- Opening Delimiter -

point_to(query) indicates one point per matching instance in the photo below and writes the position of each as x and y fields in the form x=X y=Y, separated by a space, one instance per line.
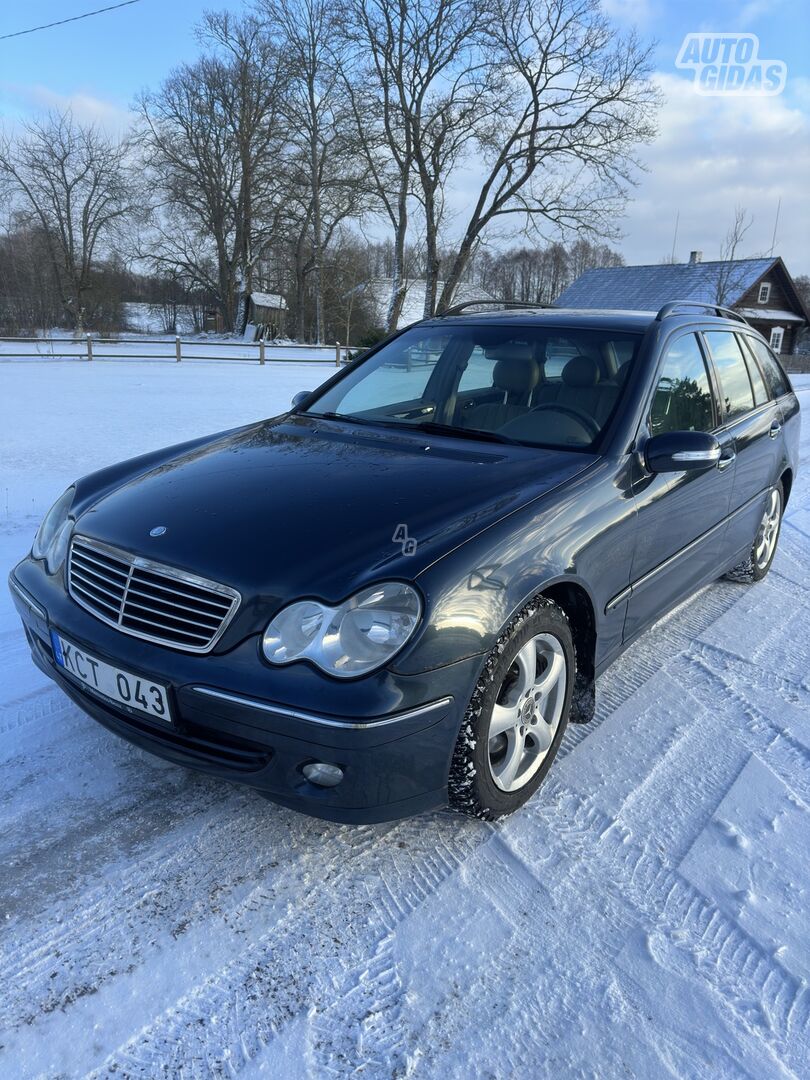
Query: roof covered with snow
x=771 y=314
x=268 y=300
x=649 y=287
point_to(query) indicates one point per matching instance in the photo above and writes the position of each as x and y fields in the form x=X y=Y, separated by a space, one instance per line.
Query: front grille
x=147 y=599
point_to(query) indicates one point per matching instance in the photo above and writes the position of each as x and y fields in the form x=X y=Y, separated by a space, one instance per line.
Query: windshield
x=539 y=386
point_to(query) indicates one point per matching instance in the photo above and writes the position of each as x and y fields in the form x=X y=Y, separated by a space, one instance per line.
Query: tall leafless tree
x=216 y=135
x=432 y=82
x=324 y=164
x=72 y=186
x=575 y=102
x=730 y=275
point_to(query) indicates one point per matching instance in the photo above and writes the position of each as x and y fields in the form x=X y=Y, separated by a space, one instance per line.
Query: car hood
x=304 y=507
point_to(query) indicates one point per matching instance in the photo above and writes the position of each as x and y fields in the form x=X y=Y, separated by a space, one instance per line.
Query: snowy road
x=644 y=916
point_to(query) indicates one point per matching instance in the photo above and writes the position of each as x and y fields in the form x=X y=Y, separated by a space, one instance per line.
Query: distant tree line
x=447 y=126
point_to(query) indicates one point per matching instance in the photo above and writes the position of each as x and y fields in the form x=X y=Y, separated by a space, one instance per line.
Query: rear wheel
x=516 y=716
x=764 y=548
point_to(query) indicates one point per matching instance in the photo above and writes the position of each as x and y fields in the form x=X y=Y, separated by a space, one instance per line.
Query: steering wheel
x=588 y=421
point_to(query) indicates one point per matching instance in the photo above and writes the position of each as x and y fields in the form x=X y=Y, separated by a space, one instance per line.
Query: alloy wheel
x=768 y=532
x=527 y=712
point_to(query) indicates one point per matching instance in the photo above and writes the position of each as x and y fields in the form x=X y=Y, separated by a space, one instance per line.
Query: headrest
x=510 y=350
x=515 y=375
x=622 y=373
x=581 y=372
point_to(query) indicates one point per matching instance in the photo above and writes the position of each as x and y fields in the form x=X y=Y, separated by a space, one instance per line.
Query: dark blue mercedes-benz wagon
x=395 y=596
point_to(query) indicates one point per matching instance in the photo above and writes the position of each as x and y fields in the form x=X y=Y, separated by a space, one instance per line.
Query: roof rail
x=457 y=309
x=670 y=308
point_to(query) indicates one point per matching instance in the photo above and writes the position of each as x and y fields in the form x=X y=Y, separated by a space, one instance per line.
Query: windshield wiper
x=347 y=417
x=426 y=427
x=447 y=429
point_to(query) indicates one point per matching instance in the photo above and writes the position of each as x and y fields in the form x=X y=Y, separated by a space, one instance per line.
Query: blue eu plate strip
x=57 y=648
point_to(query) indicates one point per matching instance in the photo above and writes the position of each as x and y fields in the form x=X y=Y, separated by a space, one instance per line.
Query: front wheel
x=764 y=548
x=516 y=716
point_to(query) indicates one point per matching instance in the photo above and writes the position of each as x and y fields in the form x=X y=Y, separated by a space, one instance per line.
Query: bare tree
x=730 y=275
x=575 y=102
x=215 y=136
x=432 y=83
x=383 y=137
x=72 y=186
x=326 y=170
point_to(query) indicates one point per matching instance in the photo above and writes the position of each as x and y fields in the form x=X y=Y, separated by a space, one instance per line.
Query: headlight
x=353 y=638
x=51 y=542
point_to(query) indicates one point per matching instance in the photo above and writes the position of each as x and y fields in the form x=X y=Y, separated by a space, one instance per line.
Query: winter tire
x=516 y=716
x=764 y=548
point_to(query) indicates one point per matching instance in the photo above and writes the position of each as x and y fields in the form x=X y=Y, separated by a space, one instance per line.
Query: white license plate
x=111 y=683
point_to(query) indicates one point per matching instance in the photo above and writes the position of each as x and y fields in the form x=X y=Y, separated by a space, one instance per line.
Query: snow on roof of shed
x=649 y=287
x=268 y=300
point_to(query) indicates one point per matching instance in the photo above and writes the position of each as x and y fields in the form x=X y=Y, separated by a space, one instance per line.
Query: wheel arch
x=786 y=480
x=576 y=603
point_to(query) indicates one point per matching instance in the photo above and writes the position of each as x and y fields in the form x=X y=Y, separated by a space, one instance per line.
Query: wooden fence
x=90 y=348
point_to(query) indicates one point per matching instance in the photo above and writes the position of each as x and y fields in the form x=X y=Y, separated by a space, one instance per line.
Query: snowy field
x=161 y=348
x=645 y=916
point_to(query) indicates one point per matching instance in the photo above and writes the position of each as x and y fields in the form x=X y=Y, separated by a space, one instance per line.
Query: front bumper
x=395 y=760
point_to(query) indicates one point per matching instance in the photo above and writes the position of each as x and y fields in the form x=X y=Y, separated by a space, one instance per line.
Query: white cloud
x=712 y=154
x=633 y=12
x=24 y=102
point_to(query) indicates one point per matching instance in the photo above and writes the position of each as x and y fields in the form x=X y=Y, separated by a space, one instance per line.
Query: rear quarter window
x=736 y=389
x=774 y=377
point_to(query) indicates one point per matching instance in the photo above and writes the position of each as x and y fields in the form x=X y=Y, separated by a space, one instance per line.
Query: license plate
x=112 y=683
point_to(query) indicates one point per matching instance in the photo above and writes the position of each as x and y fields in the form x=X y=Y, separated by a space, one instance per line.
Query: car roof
x=585 y=318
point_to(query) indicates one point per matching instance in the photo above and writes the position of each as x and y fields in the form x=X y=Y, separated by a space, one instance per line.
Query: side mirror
x=680 y=451
x=300 y=397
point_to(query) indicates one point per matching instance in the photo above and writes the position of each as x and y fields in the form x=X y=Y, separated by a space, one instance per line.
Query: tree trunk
x=431 y=273
x=457 y=271
x=399 y=283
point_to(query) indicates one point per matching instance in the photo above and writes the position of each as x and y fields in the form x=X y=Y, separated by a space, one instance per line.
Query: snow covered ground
x=646 y=915
x=161 y=348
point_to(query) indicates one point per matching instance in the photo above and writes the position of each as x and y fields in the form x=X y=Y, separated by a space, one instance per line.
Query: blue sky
x=712 y=154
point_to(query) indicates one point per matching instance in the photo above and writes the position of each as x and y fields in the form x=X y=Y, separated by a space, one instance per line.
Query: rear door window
x=683 y=400
x=760 y=391
x=736 y=389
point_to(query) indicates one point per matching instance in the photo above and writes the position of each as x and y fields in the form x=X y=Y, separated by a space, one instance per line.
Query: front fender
x=581 y=535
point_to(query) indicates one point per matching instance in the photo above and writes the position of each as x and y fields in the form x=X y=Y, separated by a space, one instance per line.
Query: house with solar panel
x=759 y=289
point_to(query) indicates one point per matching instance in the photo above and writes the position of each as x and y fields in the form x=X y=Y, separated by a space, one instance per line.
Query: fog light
x=323 y=774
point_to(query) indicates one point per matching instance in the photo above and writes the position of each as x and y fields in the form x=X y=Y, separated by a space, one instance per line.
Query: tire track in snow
x=226 y=1021
x=712 y=948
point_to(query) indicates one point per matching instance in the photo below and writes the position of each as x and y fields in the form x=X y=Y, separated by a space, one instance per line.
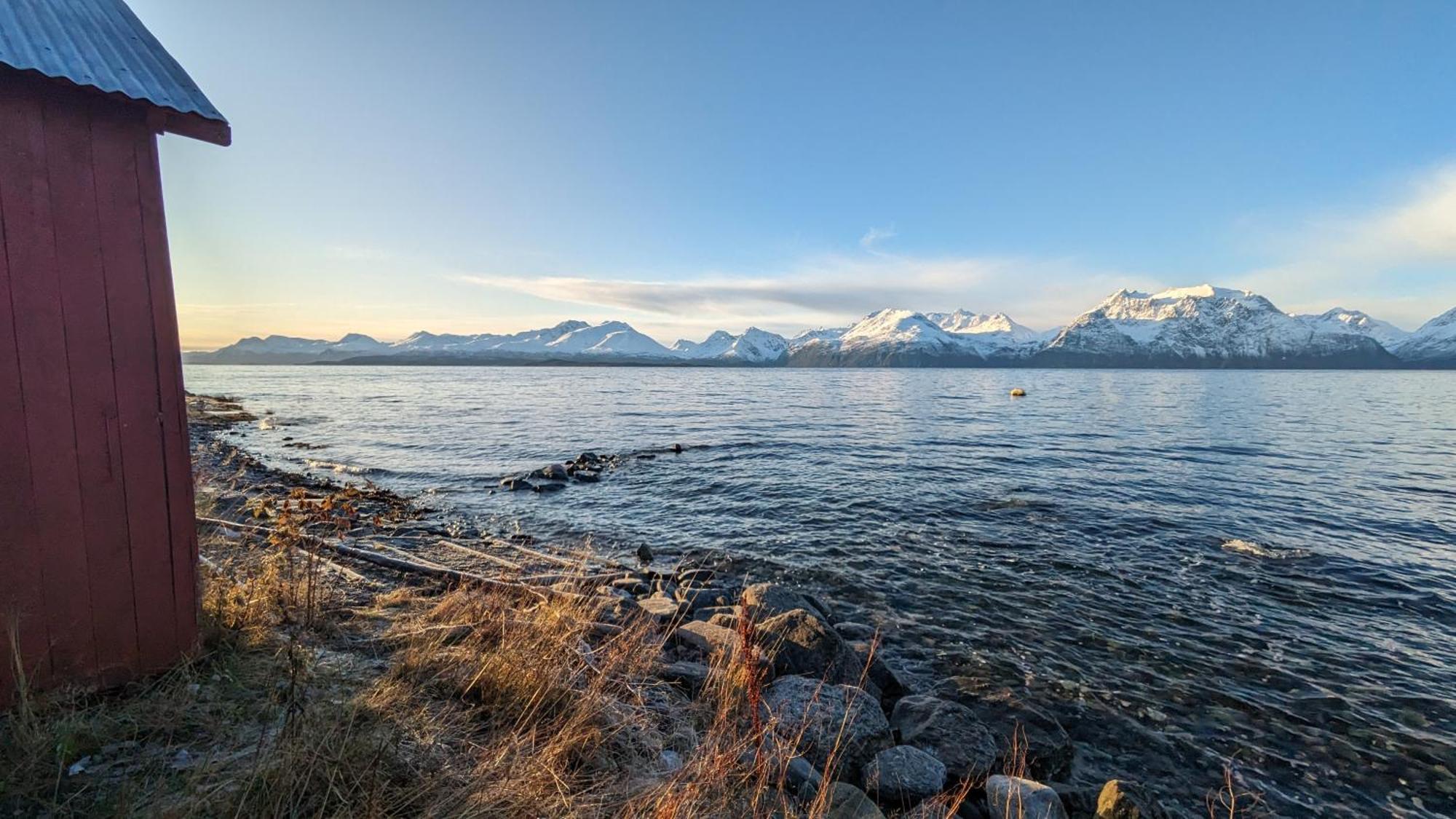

- Closing Delimiter -

● **What needs to be done**
A word-for-word copy of the listing is the goal; keep every picture out of it.

● **Written answer**
point_to(query) indicates one point per matching instance in the photo below and writes the position of each as x and y fields in the form x=X y=Y, separated by a space, one instance per line.
Query: roof covered with snow
x=771 y=314
x=268 y=300
x=649 y=287
point_to(query) indicates one point per matching instance in the photo above and writes the position of each as x and y fields in the form x=X y=Y, separated by a space, one instance per line.
Query: front grille
x=147 y=599
point_to(query) indicates one point per matching instance in the photo above and writes the position of each as x and y fields in the form x=X y=Y, separated by a space, one instance per line.
Query: windshield
x=539 y=386
point_to(query) indicates one point per matching instance in the photo above and writes the position of each as x and y fields in the form x=X y=Y, separated by a space, one instance per line.
Query: tall leafless tree
x=216 y=135
x=432 y=82
x=324 y=164
x=72 y=186
x=575 y=102
x=730 y=275
point_to(query) indicates one point per matching instance in the photo above and writes the position of each as x and y fields in the form x=X y=Y, separated by a space, one instance per line.
Query: car hood
x=304 y=507
point_to(query) indicates one point per matching instance in the photo above and writes the position of each as x and y fields in the form x=X y=Y, separated by a space, one instance per line.
Query: snowy road
x=644 y=916
point_to(query) indicates one point per matching instance in the photo above and writes the position of each as x and y fields in the form x=X y=Y, separated by a space, one instance per line.
Query: distant tree line
x=447 y=126
point_to(query) indicates one point per matching instance in the photo above and writes the position of each as x and y fields in the form x=X y=Y, separated by a space, one instance per line.
Query: rear wheel
x=516 y=716
x=764 y=548
point_to(query) indicates one point per matching instance in the photo above and writes the position of each as x and y fields in the form x=X y=Y, separated by a space, one instance per line.
Query: steering wheel
x=588 y=421
point_to(query) indicates one point per matching instance in the photo above and writes the position of each as x and y fields in the form x=X y=Y, separated by a space, one instance per line.
Query: alloy wheel
x=768 y=532
x=527 y=712
point_to(query) indicates one point per matching instance in the photo above and writes the position of each as x and y fields in the form x=X y=Y, separated by a space, one instance per line.
Query: headrest
x=510 y=350
x=515 y=375
x=622 y=373
x=581 y=372
point_to(query) indicates one point per matching instance in the photo above and writes the position of each as x and y fields in the form x=X y=Y, separated by a space, one instance per line.
Query: dark blue mercedes-benz wagon
x=395 y=596
point_to(query) indicates one point per matching instance in the photo above and writes the position of each as x and y fields in the form x=X y=Y, separated by a space, one instance per line.
Query: roof rail
x=457 y=309
x=670 y=308
point_to(query) indicates one point per matching instance in the photo above and writes the position of each as x and y fields in the form x=X y=Y, separated by a space, one instance per line.
Query: windshield wiper
x=347 y=417
x=426 y=427
x=447 y=429
point_to(query) indicates one point per matching instance in the photo above and writes the position of each as x and y fields in the form x=X y=Y, separated by a space, one instance per line.
Query: blue eu plate strip
x=57 y=648
point_to(query) indicates one point per matching instance in the photo above and writes the position of each as x and y fields in the form x=X y=Y, separated by a space, one instance per line.
Query: front wheel
x=764 y=548
x=516 y=716
point_to(query) indicates one point per matching instance in the photo above and writes the position of each as x and y fields in the form x=X y=Y, separated by a space, one instance per line.
Query: bare tree
x=730 y=275
x=575 y=102
x=215 y=136
x=432 y=83
x=383 y=137
x=72 y=186
x=326 y=170
point_to(query) indicates one point per matching instance in the photo above and writes the position of each as x and y fields in the form x=X y=Y, separated by a space, one instance per line.
Query: headlight
x=353 y=638
x=51 y=542
point_to(query) indicates one point per matching instance in the photo above and writes the position of each as x and y fields in the form x=X y=Y, separated by a space, one instance per line.
Query: winter tire
x=516 y=716
x=764 y=548
point_to(query) indicates one point per matching instance in the photo above and writes the position of each as x and y fields in the form x=X y=Y, separated by a space, one instance per line.
Query: white license plate
x=111 y=683
point_to(query) indicates one point per matching instance in the photo above and writes the position of each as x and y fields in the form x=X y=Y, separated by a space, one instance per line.
Query: snow on roof of shed
x=649 y=287
x=268 y=300
point_to(query) indicates one point per matching instance in the photo above and writes the position of each as x and y fields in the form x=X y=Y, separated by a space, one instance per line.
Query: wheel arch
x=786 y=480
x=576 y=603
point_to(query) indicates one point per matching instance in the photo above and writes the position of each as x and y fields in the form x=X y=Y, separated by a space, one instance per line.
Query: wooden fence
x=90 y=348
point_to(query) indicates one point per matching instance in the photo above and writes the position of each as x and y fields in the form x=X y=Y, separated by a space, one instance per line.
Query: snowy field
x=161 y=348
x=645 y=916
point_to(query) indicates one point per matching instance in the photo above and writes the position of each as x and y fields in the form x=X y=Y, separated by a space, one instance per line.
Query: front bumper
x=395 y=760
point_to(query) indicates one point per matching instance in the photo above and writes the position of each as x and y fields in the form x=X y=Y, separated by a space, one instance per line.
Query: white cloud
x=712 y=154
x=633 y=12
x=24 y=102
point_to(query) indicates one point per matching instance in the photo above and writes the position of each as x and y fields in the form x=X y=Y, separated by a space, one instance per line.
Query: rear quarter window
x=736 y=389
x=774 y=377
point_to(query) indicates one point per matching instance in the photo above and writes the position of each as x and y fields in the form x=X y=Y, separated by a space, one instance per line.
Query: license plate
x=112 y=683
point_to(query) indicates one point per matching instance in the photo above and writes the position of each as x and y fields in the form x=X y=Y, separated by a space, one instance per line.
Query: car roof
x=585 y=318
point_to(query) indicates one point per matching instance in the photo above and writes the position of each as x and y fields in the form x=X y=Y, separated by a space, one instance per line.
Query: side mirror
x=680 y=451
x=300 y=397
point_to(query) indicates one point per matching instance in the photo above and writes the position of each as x and y fields in the form x=X y=Y, separated by a space, one instance per line.
Query: tree trunk
x=431 y=273
x=457 y=271
x=399 y=283
point_to(query) indicates one point per matching instance in the photo above and writes the position of each as x and y fields in the form x=X y=Y, separated by a space, one instance per line.
Query: snow covered ground
x=646 y=915
x=161 y=348
point_to(query) indicates one point per matching instance in the photo above and writes the position of each as x and y fields in the form x=X y=Y, separated by a space, one instance per line.
Query: blue sky
x=712 y=154
point_to(query) indicates one point per matching instance in the photo above and writes the position of each as x and y fields in the form x=X y=Y, separated by a space, one instance per line.
Query: rear door window
x=683 y=400
x=760 y=391
x=736 y=389
point_to(query) indicates one point per matching instance in the photo above and writes the position of each as x and y fields in the form x=X y=Y, separated by a space, one instance per line.
Query: front fender
x=581 y=535
point_to(query) indicates one point per matching instance in the photo above and writes the position of each as x and y fields in the form x=X y=Y, separated by a space, one instance per line.
Query: house with solar panel
x=759 y=289
point_to(query) indicates one point per matching instance in the photo above and writes the position of each as x and y fields in the form x=X y=Y, separated by a space, one instance per line.
Query: fog light
x=323 y=774
point_to(query) indicates one point per matching instance in the photo above and writes the position of each as x and y fields in the form x=X y=Y, separated by a space, one instance per line.
Query: tire track in snow
x=226 y=1021
x=712 y=948
point_to(query) indicates one point per matching instance in the photo below and writes the position of each as x and y fields in the form x=X y=Y, separated by a space, one instance per line.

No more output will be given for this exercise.